__ЗАДАНИЕ A__.
Определите, согласуется ли с приведенным ниже отрывком каждое из утверждений (i), (ii), (iii). Для каждого ответьте «да» или «нет» и приведите точную цитату из отрывка, на которой основан ответ: (i) в отрывке предлагается отвернуться от Европы навеки; (ii) Азия в отрывке сравнивается с Америкой, еще не открытой; (iii) слово о будущем значении русского народа было сказано на пушкинских празднествах в Петербурге.

__ОТРЫВОК__.
IV. ВОПРОСЫ И ОТВЕТЫ

   - Да зачем, зачем? - послышатся голоса уже раздраженные, азиатские наши дела и теперь требуют от нас беспрерывно войска и затрат непроизводительных. И какая там промышленность? Где их товары, где найдете вы там потребителей ваших товаров? И вот вы приглашаете нас, неизвестно зачем, отвернуться от Европы навеки!
   - Не навеки (продолжаю я стоять на своем), а - временно, и опять-таки не совсем, не совершенно ведь оторвемся, как бы ни отрывались. Нам нельзя оставлять Европу совсем, да и не надо. Это "страна святых чудес", и изрек это самый рьяный славянофил. Европа нам тоже мать, как и Россия, вторая мать наша; мы много взяли от нее, и опять возьмем, и не захотим быть перед нею неблагодарными. Я про будущее великое значение в Европе народа русского (в которое верую) сказал было одно словцо прошлого года на пушкинских празднествах в Москве, - и меня все потом забросали грязью и бранью, даже и из тех, которые меня обнимали тогда за слова мои, - точно я какое мерзкое, подлейшее дело сделал, сказав тогда мое слово.
   Но, может быть, не забудется это слово мое. Об этом, впрочем, теперь довольно. Но всё же мы вправе о перевоспитании нашем и об исходе нашем из Египта позаботиться. Ибо мы сами из Европы сделали для себя как бы какой-то духовный Египет. - Позвольте, - прервут меня, - да чем же нам Азия придаст самостоятельности? Заснем там по-азиатски, а не станем самостоятельными!
   - Видите ли, - продолжаю я, - с поворотом в Азию, с новым на нее взглядом нашим, у нас может явиться нечто вроде чего-то такого, что случилось с Европой, когда открыли Америку. Ибо воистину Азия для нас та же не открытая еще нами тогдашняя Америка. С стремлением в Азию у нас возродится подъем духа и сил. Чуть лишь станем самостоятельнее, - тотчас найдем что нам делать, а с Европой, в два века, мы отвыкли от всякого дела и стали говорунами и лентяями.
   - Ну так как же вы подымете нас в Азию, коль у нас лентяи? Да и кто у нас подымется первый, если б даже и доказать всем, как дважды два, что там ваше счастье?

__ЗАДАНИЕ B__.
Найдите в записях все строки со словом «Draw» и выпишите их. Регистр букв учитывается.

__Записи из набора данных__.
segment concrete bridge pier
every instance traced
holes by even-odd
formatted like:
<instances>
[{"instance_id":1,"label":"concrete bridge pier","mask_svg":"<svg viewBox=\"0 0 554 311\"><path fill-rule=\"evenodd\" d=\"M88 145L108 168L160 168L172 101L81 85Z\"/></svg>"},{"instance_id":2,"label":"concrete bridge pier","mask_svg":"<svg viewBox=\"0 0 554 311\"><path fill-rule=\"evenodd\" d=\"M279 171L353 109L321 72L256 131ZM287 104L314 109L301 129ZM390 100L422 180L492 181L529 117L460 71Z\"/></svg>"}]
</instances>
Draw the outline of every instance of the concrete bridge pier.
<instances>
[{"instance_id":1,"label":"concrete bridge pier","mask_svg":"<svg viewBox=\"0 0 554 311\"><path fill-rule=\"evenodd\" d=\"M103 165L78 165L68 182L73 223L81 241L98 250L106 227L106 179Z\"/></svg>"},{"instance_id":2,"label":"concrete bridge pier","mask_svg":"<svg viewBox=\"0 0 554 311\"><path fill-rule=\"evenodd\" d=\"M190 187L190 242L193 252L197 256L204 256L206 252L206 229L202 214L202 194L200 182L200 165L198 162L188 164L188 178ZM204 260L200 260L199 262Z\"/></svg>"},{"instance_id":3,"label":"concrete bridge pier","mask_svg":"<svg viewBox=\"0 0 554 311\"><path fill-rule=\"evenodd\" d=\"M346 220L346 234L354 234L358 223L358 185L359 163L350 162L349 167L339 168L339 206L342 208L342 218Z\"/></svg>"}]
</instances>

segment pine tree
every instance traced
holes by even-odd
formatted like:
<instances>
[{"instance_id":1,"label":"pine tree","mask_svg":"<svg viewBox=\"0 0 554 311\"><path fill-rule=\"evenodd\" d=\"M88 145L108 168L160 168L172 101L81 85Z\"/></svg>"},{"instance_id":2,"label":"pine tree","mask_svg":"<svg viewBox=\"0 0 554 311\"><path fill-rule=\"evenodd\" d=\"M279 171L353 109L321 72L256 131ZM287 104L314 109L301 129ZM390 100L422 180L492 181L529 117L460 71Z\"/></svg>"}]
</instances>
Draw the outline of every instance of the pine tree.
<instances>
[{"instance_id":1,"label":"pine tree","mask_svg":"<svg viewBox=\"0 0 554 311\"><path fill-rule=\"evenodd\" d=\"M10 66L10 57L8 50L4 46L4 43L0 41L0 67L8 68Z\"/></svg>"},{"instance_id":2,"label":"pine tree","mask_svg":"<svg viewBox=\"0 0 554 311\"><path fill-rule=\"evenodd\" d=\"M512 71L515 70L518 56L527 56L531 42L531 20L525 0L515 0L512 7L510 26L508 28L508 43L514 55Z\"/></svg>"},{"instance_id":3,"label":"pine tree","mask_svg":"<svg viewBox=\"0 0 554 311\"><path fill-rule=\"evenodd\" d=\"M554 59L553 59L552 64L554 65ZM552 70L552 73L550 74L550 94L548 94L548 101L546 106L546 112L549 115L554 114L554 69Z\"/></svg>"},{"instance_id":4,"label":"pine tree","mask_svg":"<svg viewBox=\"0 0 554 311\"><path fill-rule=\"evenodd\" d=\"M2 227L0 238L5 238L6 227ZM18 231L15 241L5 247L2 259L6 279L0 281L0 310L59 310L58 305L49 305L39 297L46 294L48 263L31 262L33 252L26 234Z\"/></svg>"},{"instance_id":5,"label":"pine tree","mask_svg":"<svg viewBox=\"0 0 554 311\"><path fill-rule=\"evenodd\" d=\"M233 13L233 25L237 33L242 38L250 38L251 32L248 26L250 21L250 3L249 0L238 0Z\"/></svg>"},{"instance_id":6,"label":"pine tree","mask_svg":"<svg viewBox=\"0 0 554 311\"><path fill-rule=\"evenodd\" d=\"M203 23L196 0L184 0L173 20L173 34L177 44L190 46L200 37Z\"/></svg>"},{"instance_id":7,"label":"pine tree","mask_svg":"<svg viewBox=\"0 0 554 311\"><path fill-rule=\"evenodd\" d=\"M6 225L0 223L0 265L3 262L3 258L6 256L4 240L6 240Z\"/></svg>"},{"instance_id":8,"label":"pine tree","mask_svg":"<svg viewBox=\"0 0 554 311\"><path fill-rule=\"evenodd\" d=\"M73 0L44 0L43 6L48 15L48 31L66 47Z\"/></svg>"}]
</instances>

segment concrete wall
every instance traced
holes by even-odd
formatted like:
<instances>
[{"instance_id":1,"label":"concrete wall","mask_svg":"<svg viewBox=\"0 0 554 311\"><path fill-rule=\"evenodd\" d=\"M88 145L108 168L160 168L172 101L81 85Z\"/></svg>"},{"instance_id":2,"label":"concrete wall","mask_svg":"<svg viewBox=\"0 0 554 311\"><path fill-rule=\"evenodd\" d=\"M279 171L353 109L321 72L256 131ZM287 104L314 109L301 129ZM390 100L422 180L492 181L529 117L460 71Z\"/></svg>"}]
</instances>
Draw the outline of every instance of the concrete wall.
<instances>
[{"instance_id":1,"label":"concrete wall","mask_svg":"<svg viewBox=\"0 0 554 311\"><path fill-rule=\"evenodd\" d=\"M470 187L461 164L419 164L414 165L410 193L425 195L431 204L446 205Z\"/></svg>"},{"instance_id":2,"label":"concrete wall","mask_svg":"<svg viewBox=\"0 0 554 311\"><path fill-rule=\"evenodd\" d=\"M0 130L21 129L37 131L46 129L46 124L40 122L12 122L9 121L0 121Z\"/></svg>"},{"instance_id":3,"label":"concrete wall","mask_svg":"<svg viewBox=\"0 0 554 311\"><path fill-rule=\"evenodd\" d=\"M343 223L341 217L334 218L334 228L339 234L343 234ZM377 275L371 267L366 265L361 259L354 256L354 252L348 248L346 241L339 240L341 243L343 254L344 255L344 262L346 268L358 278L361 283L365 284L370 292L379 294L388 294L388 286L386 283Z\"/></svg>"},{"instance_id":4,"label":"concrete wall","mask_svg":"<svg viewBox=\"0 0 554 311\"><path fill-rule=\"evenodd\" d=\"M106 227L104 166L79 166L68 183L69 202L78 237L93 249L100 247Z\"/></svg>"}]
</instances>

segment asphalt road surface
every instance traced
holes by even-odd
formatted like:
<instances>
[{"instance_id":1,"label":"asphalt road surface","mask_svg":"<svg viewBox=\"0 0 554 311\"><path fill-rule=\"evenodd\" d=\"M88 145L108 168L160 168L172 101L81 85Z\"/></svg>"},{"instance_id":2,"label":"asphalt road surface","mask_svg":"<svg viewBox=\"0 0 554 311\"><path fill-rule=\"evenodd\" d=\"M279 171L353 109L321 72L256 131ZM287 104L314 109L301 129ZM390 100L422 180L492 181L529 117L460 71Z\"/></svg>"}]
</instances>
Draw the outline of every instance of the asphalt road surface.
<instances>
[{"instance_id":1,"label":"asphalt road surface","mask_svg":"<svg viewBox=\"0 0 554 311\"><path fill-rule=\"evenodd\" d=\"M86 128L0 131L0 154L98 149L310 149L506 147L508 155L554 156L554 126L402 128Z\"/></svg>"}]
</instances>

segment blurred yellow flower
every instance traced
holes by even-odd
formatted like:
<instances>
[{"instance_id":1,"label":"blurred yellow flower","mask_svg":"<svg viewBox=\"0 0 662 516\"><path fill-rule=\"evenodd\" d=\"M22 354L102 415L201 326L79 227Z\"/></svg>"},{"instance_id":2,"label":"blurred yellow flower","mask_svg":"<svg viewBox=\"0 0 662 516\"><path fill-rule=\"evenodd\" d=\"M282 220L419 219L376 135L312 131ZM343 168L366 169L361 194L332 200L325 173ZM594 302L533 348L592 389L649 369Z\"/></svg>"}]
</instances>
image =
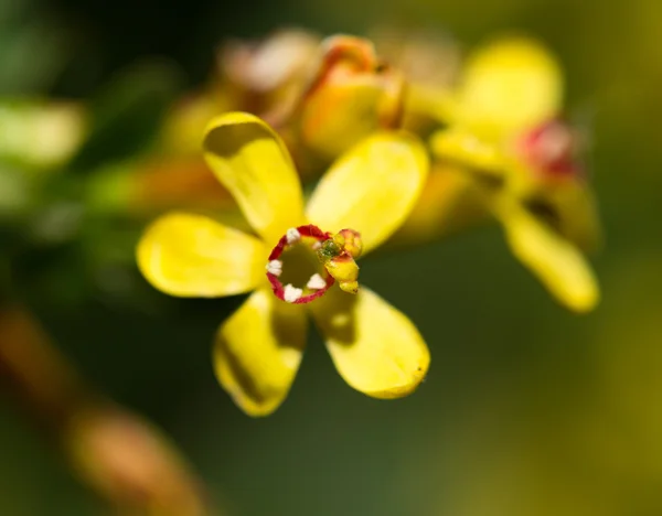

__ОТВЕТ A__.
(i) Нет: «Не навеки (продолжаю я стоять на своем), а - временно».
(ii) Да: «Ибо воистину Азия для нас та же не открытая еще нами тогдашняя Америка».
(iii) Нет: «сказал было одно словцо прошлого года на пушкинских празднествах в Москве».

__ОТВЕТ B__.
Draw the outline of every instance of the concrete bridge pier.
Draw the outline of every instance of the pine tree.
Draw the outline of every instance of the concrete wall.
Draw the outline of every instance of the asphalt road surface.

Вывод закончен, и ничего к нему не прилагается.